▶ Texte fourni:

_ _ _ _ _

Devant une tempête qui n’était pas près de s’estomper, les Bruins de Boston ont rapidement réalisé leur erreur. Ils ont annoncé tard dimanche soir qu’ils coupaient les ponts avec le controversé défenseur Mitchell Miller.

« Aujourd’hui, les Bruins de Boston ont décidé de se séparer de Mitchell Miller, avec effet immédiat », a dit le président de l’équipe, Cam Neely, par voie de communiqué.

« La décision de faire signer un contrat à ce jeune homme a été prise après un examen attentif des faits tels que nous les connaissions : à 14 ans, il a pris une mauvaise décision qui l’a conduit à une condamnation juvénile. Nous avons compris qu’il s’agissait d’un incident isolé et qu’il avait pris des mesures significatives pour se réformer et s’était engagé à poursuivre son développement personnel. Nous lui avons donc proposé un contrat. »

Sur la base de nouvelles informations, nous pensons que la meilleure décision à prendre pour le moment est de retirer à Mitchell Miller l’occasion de représenter les Bruins. Nous espérons qu’il continuera à travailler avec des professionnels et des programmes pour poursuivre son éducation et sa croissance personnelle.

Cam Neely, président des Bruins de Boston, dans un communiqué

Neely est allé encore plus loin en promettant aux partisans, aux joueurs, aux partenaires des Bruins et à la communauté de Boston qu’ils allaient « réévaluer les processus internes pour le choix des joueurs qui auront le privilège de jouer dans la LNH pour les Bruins ».

Le président des Bruins s’est également dit désolé que cette acquisition ait pu « éclipser le travail incroyable que font les membres de l’organisation pour soutenir les efforts de diversité et d’inclusion ». Il a réservé ses derniers mots pour Isaiah, la jeune victime de Mitchell Miller.

« Je présente mes plus sincères excuses si cette signature de contrat vous a donné, à vous et aux autres victimes, le sentiment d’être invisibles et de ne pas être entendus. Nous nous excusons pour la profonde blessure que nous avons causée. »

Des jours de controverse

Rappel des faits. Vendredi, les Bruins se sont entendus avec Miller, un choix qui en a fait sourciller plusieurs. Il avait été repêché, puis libéré par les Coyotes de l’Arizona en 2020 après qu’une histoire d’intimidation envers un jeune Noir vivant un retard de développement avait fait surface.

_ _ _ _ _

▶ Extraits de données:
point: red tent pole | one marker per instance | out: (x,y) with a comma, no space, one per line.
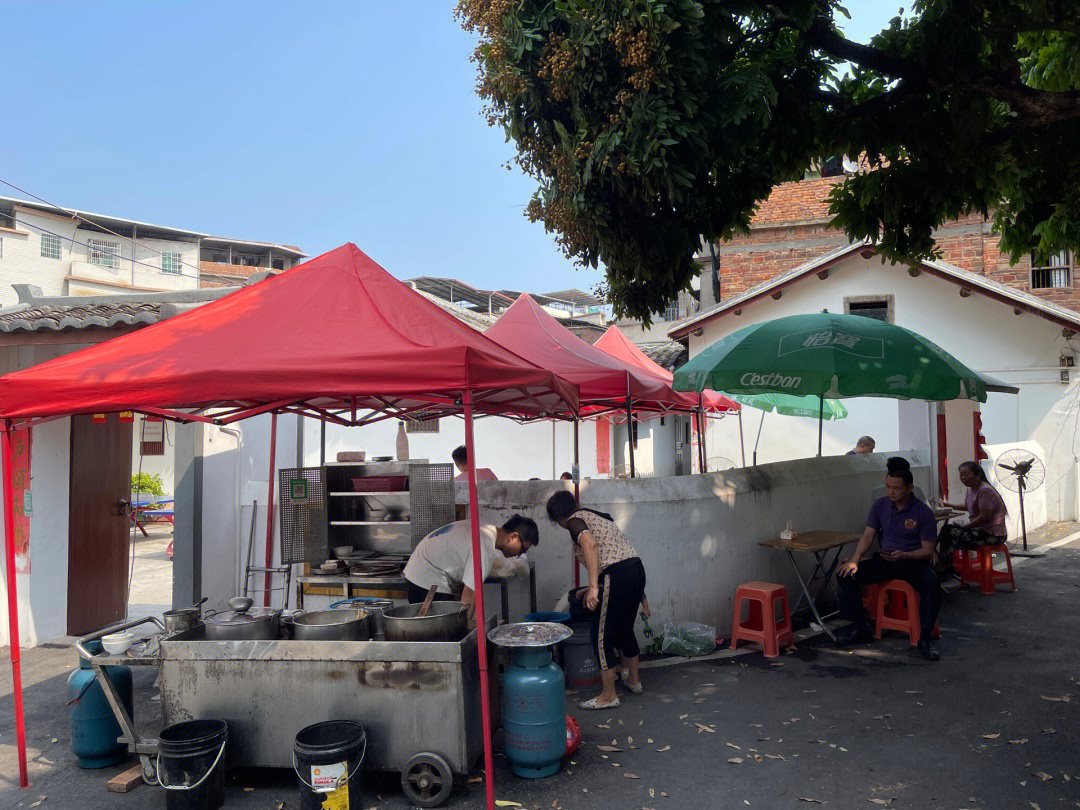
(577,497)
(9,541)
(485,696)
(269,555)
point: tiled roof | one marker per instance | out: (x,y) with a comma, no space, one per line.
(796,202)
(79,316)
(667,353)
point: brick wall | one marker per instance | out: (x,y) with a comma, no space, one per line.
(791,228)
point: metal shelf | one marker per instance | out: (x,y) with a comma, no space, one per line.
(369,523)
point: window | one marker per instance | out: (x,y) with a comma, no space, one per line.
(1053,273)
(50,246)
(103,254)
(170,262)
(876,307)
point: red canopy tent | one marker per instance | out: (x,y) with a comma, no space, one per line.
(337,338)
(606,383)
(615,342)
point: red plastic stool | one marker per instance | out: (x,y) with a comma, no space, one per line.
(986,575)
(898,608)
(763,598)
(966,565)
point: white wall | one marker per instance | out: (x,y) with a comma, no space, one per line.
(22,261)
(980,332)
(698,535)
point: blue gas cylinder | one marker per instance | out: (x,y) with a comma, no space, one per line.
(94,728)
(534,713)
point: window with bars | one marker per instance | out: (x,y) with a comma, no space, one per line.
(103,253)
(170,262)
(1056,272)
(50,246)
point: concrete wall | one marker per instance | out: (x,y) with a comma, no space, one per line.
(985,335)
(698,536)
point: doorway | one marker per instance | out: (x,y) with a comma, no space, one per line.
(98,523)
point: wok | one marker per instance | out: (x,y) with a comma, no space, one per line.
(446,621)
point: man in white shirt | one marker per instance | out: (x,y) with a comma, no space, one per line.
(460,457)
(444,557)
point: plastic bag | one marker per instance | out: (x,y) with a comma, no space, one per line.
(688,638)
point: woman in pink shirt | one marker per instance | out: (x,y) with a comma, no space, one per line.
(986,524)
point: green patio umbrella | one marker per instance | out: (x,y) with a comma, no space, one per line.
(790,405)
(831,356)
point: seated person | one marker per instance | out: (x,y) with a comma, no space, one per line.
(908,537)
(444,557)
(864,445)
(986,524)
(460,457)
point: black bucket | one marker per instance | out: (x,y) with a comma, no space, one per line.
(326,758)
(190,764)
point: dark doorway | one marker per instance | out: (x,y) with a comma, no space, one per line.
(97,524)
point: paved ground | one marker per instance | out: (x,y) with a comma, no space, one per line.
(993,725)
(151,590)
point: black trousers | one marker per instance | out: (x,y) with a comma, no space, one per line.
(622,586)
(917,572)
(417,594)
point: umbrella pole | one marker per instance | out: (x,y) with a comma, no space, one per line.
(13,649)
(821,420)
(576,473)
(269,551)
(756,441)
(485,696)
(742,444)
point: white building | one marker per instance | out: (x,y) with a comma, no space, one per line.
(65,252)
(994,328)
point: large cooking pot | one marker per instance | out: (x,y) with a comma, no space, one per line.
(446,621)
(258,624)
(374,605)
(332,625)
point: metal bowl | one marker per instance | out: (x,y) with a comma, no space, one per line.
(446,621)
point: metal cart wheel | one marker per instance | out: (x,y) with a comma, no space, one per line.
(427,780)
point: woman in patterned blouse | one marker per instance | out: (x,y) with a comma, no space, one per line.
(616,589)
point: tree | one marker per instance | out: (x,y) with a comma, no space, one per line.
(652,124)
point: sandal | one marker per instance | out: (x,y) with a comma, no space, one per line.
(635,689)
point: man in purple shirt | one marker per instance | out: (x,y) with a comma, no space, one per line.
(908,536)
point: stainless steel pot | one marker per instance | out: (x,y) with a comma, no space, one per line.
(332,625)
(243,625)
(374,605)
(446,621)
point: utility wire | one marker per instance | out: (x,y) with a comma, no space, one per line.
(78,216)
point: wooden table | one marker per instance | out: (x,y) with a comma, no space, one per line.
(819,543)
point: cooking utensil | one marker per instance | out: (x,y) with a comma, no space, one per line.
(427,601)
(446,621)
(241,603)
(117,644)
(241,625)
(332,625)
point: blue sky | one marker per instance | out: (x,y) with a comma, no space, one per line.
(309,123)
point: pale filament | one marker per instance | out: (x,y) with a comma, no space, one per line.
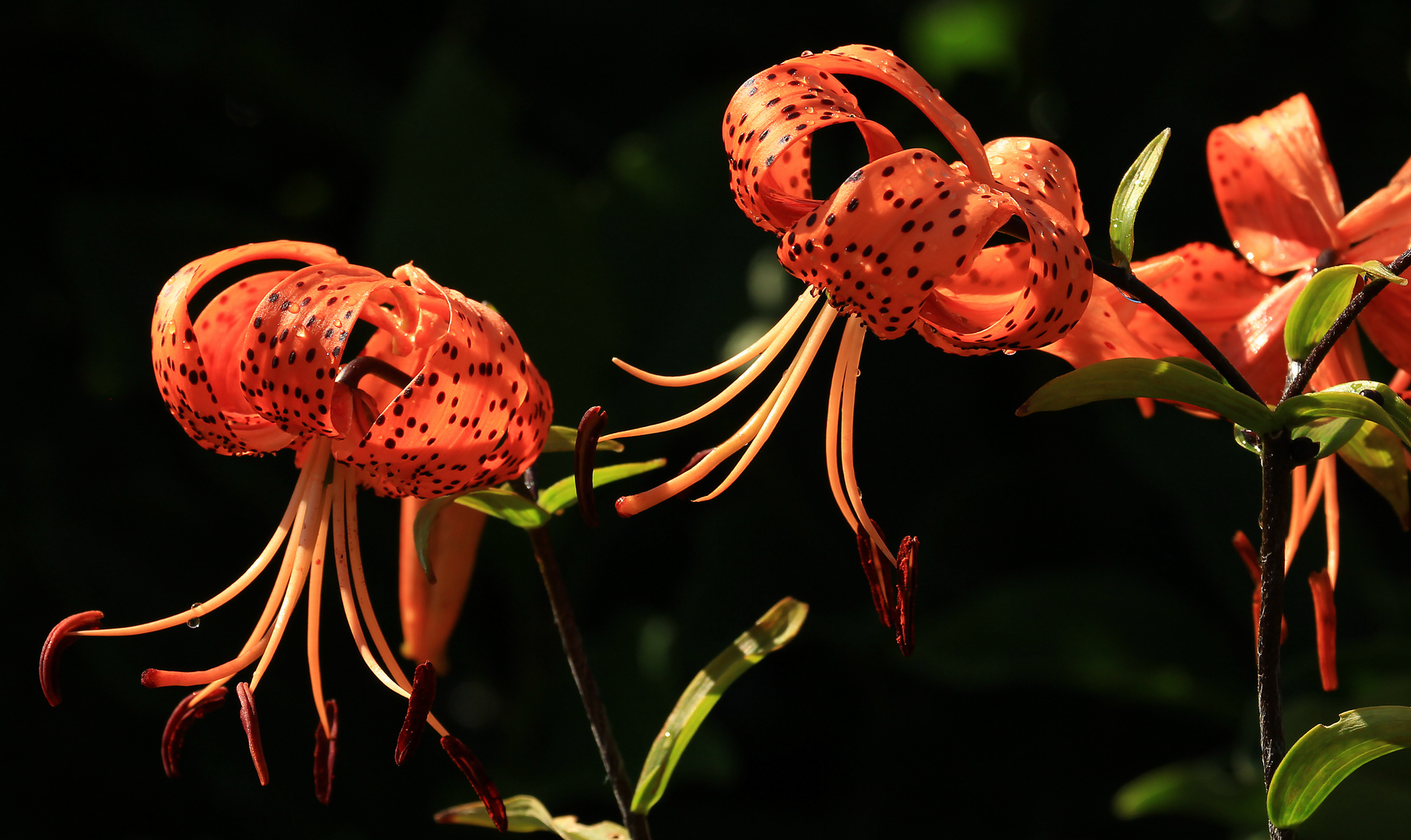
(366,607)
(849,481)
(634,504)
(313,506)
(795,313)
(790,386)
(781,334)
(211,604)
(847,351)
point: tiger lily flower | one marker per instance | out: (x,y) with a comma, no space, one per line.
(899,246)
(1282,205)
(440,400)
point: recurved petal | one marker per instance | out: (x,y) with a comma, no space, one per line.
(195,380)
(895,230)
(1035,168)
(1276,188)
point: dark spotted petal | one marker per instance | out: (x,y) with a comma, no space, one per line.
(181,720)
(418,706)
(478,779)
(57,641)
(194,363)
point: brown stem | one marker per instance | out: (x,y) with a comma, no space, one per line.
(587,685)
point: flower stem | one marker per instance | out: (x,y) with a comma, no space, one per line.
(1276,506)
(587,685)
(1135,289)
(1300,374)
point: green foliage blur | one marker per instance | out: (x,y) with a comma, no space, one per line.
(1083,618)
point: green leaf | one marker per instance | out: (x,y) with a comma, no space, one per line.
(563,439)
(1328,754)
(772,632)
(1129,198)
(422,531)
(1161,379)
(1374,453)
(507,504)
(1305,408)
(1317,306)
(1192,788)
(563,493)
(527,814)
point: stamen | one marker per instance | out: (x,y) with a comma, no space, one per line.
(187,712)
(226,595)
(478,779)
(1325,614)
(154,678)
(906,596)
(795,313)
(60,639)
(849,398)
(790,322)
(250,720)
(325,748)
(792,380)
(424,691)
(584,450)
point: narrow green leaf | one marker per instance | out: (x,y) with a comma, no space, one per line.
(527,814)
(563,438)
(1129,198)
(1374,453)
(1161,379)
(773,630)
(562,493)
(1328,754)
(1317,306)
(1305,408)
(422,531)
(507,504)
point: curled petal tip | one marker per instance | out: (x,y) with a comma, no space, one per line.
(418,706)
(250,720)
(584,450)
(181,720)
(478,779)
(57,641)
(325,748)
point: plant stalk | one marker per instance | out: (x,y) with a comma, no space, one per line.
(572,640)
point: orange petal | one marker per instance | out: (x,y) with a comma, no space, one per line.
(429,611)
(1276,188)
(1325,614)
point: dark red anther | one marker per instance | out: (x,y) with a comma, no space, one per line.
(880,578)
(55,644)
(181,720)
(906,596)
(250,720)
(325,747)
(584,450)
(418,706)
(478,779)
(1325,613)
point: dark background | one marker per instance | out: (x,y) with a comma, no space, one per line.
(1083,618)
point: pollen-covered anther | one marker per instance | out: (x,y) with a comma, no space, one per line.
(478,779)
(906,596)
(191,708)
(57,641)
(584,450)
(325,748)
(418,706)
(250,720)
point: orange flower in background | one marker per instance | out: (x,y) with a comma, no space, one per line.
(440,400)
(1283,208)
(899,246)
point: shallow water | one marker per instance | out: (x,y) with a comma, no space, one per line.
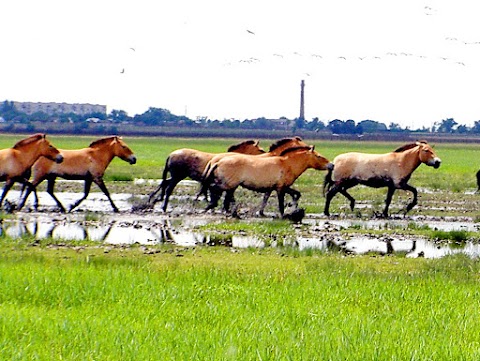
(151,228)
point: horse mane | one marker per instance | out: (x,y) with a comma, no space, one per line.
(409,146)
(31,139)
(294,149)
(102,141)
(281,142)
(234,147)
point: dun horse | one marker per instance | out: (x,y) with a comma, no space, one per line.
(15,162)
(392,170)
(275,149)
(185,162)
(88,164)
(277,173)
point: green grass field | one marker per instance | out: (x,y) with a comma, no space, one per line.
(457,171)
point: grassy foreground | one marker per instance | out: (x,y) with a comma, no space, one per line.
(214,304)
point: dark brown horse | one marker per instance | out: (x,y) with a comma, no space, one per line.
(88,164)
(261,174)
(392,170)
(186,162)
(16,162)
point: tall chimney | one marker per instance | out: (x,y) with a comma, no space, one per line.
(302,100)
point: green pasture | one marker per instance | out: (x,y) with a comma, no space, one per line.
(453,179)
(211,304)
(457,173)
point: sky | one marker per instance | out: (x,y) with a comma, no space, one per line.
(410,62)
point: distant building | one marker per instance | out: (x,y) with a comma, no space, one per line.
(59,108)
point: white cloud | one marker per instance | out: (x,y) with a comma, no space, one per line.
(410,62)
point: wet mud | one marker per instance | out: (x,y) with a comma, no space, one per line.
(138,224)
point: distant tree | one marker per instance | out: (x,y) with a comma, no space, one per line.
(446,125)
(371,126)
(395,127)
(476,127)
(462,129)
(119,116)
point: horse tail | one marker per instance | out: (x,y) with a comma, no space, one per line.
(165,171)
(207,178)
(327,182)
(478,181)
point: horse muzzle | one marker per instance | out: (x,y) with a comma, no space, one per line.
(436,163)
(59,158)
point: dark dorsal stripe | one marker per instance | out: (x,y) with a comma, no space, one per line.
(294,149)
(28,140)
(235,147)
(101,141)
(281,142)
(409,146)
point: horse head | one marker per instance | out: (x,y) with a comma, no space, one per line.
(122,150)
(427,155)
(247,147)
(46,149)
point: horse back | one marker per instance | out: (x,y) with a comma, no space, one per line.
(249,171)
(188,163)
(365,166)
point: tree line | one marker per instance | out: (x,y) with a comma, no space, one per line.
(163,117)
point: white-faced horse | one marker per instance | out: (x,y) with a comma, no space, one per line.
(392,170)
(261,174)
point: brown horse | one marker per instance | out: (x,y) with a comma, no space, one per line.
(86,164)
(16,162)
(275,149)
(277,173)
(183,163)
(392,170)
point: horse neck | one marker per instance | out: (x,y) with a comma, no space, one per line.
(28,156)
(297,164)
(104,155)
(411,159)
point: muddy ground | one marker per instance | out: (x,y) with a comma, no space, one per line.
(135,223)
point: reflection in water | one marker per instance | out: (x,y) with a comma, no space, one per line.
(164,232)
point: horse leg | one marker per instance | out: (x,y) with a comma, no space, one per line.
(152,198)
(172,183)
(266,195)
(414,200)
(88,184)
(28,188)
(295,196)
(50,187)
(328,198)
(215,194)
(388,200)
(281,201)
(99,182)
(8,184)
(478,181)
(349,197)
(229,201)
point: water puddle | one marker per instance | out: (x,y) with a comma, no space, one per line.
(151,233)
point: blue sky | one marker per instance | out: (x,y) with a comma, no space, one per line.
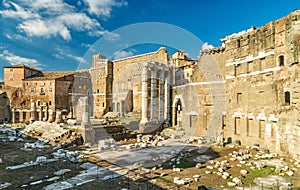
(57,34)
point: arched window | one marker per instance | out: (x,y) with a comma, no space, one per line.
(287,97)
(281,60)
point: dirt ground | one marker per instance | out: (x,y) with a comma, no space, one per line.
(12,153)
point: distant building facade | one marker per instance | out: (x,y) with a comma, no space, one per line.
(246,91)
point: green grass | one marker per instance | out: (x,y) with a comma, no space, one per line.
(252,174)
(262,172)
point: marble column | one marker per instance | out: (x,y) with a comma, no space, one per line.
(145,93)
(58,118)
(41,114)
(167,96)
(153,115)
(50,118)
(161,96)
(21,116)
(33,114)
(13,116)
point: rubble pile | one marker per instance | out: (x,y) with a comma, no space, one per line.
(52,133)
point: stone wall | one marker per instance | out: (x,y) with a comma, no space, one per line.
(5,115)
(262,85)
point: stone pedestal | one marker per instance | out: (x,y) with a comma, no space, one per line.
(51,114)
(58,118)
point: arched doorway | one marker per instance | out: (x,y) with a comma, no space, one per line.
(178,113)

_ _ _ _ _

▶ Consigne: Veuillez afficher mot pour mot le passage de l'article sur les Bruins compris entre « Cam Neely, président » et « de Mitchell Miller. », ces deux extraits inclus.

▶ Réponse attendue:
Cam Neely, président des Bruins de Boston, dans un communiqué

Neely est allé encore plus loin en promettant aux partisans, aux joueurs, aux partenaires des Bruins et à la communauté de Boston qu’ils allaient « réévaluer les processus internes pour le choix des joueurs qui auront le privilège de jouer dans la LNH pour les Bruins ».

Le président des Bruins s’est également dit désolé que cette acquisition ait pu « éclipser le travail incroyable que font les membres de l’organisation pour soutenir les efforts de diversité et d’inclusion ». Il a réservé ses derniers mots pour Isaiah, la jeune victime de Mitchell Miller.